• WORK INSTRUCTIONS: Copy out each of the following entries line for line, omitting the pictures.

─── THE DATA

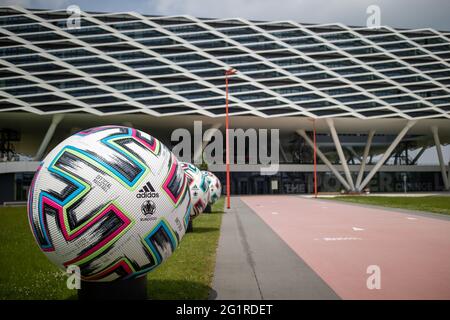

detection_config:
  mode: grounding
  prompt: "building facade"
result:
[0,7,450,202]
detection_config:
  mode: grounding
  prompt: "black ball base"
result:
[78,276,147,300]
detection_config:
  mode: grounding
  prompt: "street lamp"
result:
[309,119,317,198]
[225,68,236,209]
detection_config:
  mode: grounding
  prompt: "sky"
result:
[0,0,450,164]
[0,0,450,31]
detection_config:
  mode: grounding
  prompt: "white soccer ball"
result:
[28,126,191,281]
[181,162,209,218]
[202,171,222,204]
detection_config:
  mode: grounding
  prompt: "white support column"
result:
[280,141,288,162]
[34,114,64,161]
[431,126,450,190]
[326,118,355,191]
[296,129,351,191]
[358,120,417,191]
[194,123,222,163]
[356,130,375,190]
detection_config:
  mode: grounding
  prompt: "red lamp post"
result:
[225,69,236,209]
[313,119,317,198]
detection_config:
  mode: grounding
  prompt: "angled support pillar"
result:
[347,146,361,164]
[431,126,450,190]
[411,146,428,164]
[356,130,375,190]
[326,118,355,191]
[34,114,64,161]
[358,120,417,191]
[296,129,351,191]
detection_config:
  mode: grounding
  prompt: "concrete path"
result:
[211,197,339,300]
[243,195,450,299]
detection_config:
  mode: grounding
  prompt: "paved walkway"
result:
[211,197,338,300]
[241,195,450,299]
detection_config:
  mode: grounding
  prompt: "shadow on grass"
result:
[193,226,219,233]
[147,279,217,300]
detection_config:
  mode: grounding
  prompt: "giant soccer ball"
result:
[28,126,191,281]
[202,171,222,204]
[181,162,209,218]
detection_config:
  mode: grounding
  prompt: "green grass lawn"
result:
[332,196,450,215]
[0,198,224,300]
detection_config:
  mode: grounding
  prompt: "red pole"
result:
[313,120,317,198]
[225,71,230,209]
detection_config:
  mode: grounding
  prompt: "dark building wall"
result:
[0,173,15,204]
[215,172,444,195]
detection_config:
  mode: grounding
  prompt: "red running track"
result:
[241,196,450,299]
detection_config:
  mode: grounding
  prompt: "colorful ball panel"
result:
[28,126,191,281]
[181,162,210,218]
[202,171,222,204]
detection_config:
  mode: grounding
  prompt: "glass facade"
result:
[0,7,450,119]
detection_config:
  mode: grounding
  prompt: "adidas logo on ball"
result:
[136,181,159,198]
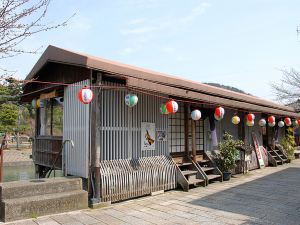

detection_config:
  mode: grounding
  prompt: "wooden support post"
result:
[91,70,102,203]
[191,120,197,163]
[184,103,189,156]
[0,146,3,183]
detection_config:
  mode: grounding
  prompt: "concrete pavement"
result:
[2,160,300,225]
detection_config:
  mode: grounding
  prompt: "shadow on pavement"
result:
[189,167,300,225]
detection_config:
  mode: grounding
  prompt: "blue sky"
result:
[1,0,300,99]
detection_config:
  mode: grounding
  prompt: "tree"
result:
[0,0,71,75]
[0,78,33,134]
[0,103,18,132]
[271,68,300,104]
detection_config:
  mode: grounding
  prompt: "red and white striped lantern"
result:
[247,113,255,122]
[78,87,94,104]
[214,107,225,120]
[166,100,178,114]
[284,117,292,127]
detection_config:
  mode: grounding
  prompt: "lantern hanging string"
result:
[4,78,296,117]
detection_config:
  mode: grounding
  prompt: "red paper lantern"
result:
[284,117,292,127]
[166,100,178,114]
[215,107,221,117]
[78,87,94,104]
[247,113,255,122]
[268,116,275,123]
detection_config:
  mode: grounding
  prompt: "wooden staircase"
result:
[172,152,223,191]
[196,152,223,185]
[267,146,288,166]
[172,153,206,191]
[275,144,289,163]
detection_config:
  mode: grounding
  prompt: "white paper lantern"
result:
[191,109,201,120]
[231,116,241,125]
[278,120,284,127]
[125,94,139,107]
[78,87,94,104]
[258,119,267,127]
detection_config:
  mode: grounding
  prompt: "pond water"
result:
[3,165,62,182]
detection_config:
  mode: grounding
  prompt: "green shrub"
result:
[281,127,296,161]
[219,132,244,172]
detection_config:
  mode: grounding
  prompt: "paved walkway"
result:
[4,160,300,225]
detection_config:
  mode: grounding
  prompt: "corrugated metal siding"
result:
[100,82,169,160]
[63,80,90,178]
[244,113,263,146]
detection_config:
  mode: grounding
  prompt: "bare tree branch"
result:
[271,68,300,104]
[0,0,75,75]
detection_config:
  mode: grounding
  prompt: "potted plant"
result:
[281,127,296,162]
[219,132,244,180]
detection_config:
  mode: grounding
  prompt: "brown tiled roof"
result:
[26,46,299,117]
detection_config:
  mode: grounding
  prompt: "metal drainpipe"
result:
[62,139,74,177]
[92,73,102,202]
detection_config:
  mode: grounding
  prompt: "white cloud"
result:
[161,47,175,53]
[121,27,157,35]
[180,2,211,23]
[120,47,134,55]
[128,18,145,25]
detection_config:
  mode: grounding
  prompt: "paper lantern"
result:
[214,107,225,120]
[268,116,275,123]
[125,94,139,107]
[268,121,276,127]
[284,117,292,127]
[166,100,178,114]
[160,103,169,115]
[191,109,201,120]
[247,113,255,121]
[31,99,36,109]
[278,120,284,127]
[258,119,267,127]
[231,116,241,125]
[292,120,299,127]
[78,87,94,104]
[246,120,254,127]
[36,99,45,108]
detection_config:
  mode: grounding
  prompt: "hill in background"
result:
[204,83,251,95]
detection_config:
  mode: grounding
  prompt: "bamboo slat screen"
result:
[100,156,177,202]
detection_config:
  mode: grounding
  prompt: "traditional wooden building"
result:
[22,46,299,202]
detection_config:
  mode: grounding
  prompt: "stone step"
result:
[207,174,221,180]
[0,190,88,222]
[177,162,192,166]
[181,170,198,176]
[201,167,215,172]
[197,159,210,164]
[188,179,205,185]
[0,177,82,200]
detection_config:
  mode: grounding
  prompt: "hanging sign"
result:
[252,132,265,168]
[40,90,58,99]
[141,122,155,151]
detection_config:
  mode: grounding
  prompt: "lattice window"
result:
[168,105,204,152]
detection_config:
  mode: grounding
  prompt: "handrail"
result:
[47,140,74,178]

──────

• ANSWER TO THE EXERCISE:
detection_config:
  mode: grounding
  prompt: "building facade"
result:
[0,7,450,202]
detection_config:
  mode: grounding
  prompt: "black ball base"
result:
[78,276,147,300]
detection_config:
  mode: grounding
  prompt: "street lamp"
result:
[309,119,317,198]
[225,68,236,209]
detection_config:
  mode: grounding
  prompt: "sky"
result:
[0,0,450,164]
[0,0,450,31]
detection_config:
  mode: grounding
  prompt: "white soccer ball"
result:
[28,126,191,281]
[181,162,209,218]
[202,171,222,204]
detection_config:
  mode: grounding
  prompt: "white support column"
result:
[280,141,288,162]
[34,114,64,161]
[431,126,450,190]
[326,118,355,191]
[296,129,351,191]
[358,120,417,191]
[194,123,222,163]
[356,130,375,190]
detection_config:
  mode: grounding
  prompt: "red lamp post"
result:
[225,69,236,209]
[313,119,317,198]
detection_config:
  mode: grounding
  prompt: "angled support pillar"
result:
[347,146,361,164]
[431,126,450,190]
[411,146,428,164]
[356,130,375,190]
[326,118,355,191]
[34,114,64,161]
[358,120,417,191]
[296,129,351,191]
detection_config:
  mode: grounding
  prompt: "concrete path"
result:
[211,197,339,300]
[243,195,450,299]
detection_config:
  mode: grounding
  prompt: "paved walkway"
result:
[211,197,338,300]
[241,195,450,299]
detection_config:
  mode: grounding
  prompt: "shadow on grass"
result:
[193,226,219,233]
[147,279,217,300]
detection_config:
  mode: grounding
  prompt: "giant soccer ball"
result:
[28,126,191,281]
[202,171,222,204]
[181,162,209,218]
detection_config:
  mode: grounding
  prompt: "green grass lawn"
result:
[332,196,450,215]
[0,198,224,300]
detection_config:
  mode: grounding
  prompt: "red pole"
result:
[313,120,317,198]
[225,71,230,209]
detection_config:
  mode: grounding
  prompt: "dark building wall"
result:
[0,173,15,204]
[215,172,444,195]
detection_config:
  mode: grounding
  prompt: "red running track"
result:
[241,196,450,299]
detection_config:
  mode: grounding
  prompt: "colorful ball panel"
result:
[28,126,191,281]
[181,162,210,218]
[202,171,222,204]
detection_config:
  mode: grounding
  prompt: "glass facade"
result:
[0,7,450,119]
detection_config:
  mode: grounding
  prompt: "adidas logo on ball"
result:
[136,181,159,198]

detection_config:
  mode: grounding
  prompt: "wooden support post"
result:
[91,70,102,203]
[191,120,197,163]
[184,103,189,156]
[0,146,3,183]
detection_config:
  mode: grounding
  prompt: "concrete pavement"
result:
[2,160,300,225]
detection_config:
  mode: grounding
  prompt: "shadow on pavement"
result:
[189,167,300,225]
detection_config:
  mode: grounding
  prompt: "blue sky"
result:
[1,0,300,99]
detection_config:
  mode: grounding
  prompt: "tree"
result:
[0,0,71,75]
[0,78,33,134]
[0,103,18,132]
[271,68,300,104]
detection_config:
  mode: grounding
  prompt: "red and white striped lantern"
result:
[247,113,255,122]
[78,87,94,104]
[214,107,225,120]
[166,100,178,114]
[284,117,292,127]
detection_config:
  mode: grounding
  prompt: "lantern hanging string"
result:
[4,78,296,117]
detection_config:
  mode: grounding
  prompt: "red paper lantern"
result:
[284,117,292,127]
[166,100,178,114]
[215,107,221,117]
[78,87,94,104]
[247,113,255,122]
[268,116,275,123]
detection_config:
  mode: grounding
  prompt: "wooden staircase"
result:
[172,152,223,191]
[196,152,223,185]
[267,146,288,166]
[172,153,206,191]
[275,144,289,163]
detection_config:
  mode: grounding
  prompt: "white paper lantern"
result:
[191,109,201,120]
[231,116,241,125]
[278,120,284,127]
[125,94,139,107]
[78,87,94,104]
[258,119,267,127]
detection_config:
  mode: grounding
  prompt: "pond water"
result:
[3,165,62,182]
detection_config:
  mode: grounding
  prompt: "green shrub"
result:
[281,127,296,161]
[219,132,244,172]
detection_config:
  mode: grounding
  prompt: "paved walkway"
result:
[4,160,300,225]
detection_config:
  mode: grounding
  prompt: "corrugated metal siding"
result:
[100,82,169,160]
[63,80,90,178]
[244,113,263,146]
detection_config:
  mode: grounding
  prompt: "bare tree branch"
result:
[271,68,300,104]
[0,0,75,75]
detection_config:
  mode: grounding
  prompt: "potted plant"
result:
[281,127,296,162]
[219,132,244,180]
detection_config:
  mode: grounding
  prompt: "brown tiled roof"
result:
[26,46,299,117]
detection_config:
  mode: grounding
  prompt: "metal drainpipe"
result:
[62,139,74,177]
[92,73,102,202]
detection_config:
  mode: grounding
  prompt: "white cloud"
result:
[161,47,175,53]
[121,27,157,35]
[180,2,211,23]
[120,47,134,55]
[128,18,145,25]
detection_config:
  mode: grounding
  prompt: "paper lantern"
result:
[214,107,225,120]
[268,116,275,123]
[125,94,139,107]
[268,121,276,127]
[284,117,292,127]
[166,100,178,114]
[160,103,169,115]
[191,109,201,120]
[247,113,255,121]
[31,99,36,109]
[278,120,284,127]
[258,119,267,127]
[231,116,241,125]
[292,120,299,127]
[78,87,94,104]
[246,120,254,127]
[36,99,45,108]
detection_config:
  mode: grounding
  prompt: "hill in background"
result:
[204,83,251,95]
detection_config:
  mode: grounding
  prompt: "bamboo slat screen"
result:
[100,156,177,202]
detection_config:
  mode: grounding
  prompt: "traditional wooden building"
result:
[22,46,299,202]
detection_config:
  mode: grounding
  prompt: "stone step"
result:
[207,174,221,180]
[0,190,88,222]
[177,162,192,166]
[181,170,198,176]
[201,167,215,172]
[197,159,210,164]
[188,179,205,185]
[0,177,82,200]
detection_config:
  mode: grounding
  prompt: "hanging sign"
result:
[252,132,265,168]
[40,90,58,99]
[141,122,155,151]
detection_config:
  mode: grounding
  prompt: "lattice window"
result:
[168,105,204,152]
detection_config:
  mode: grounding
  prompt: "handrail"
result:
[47,140,74,178]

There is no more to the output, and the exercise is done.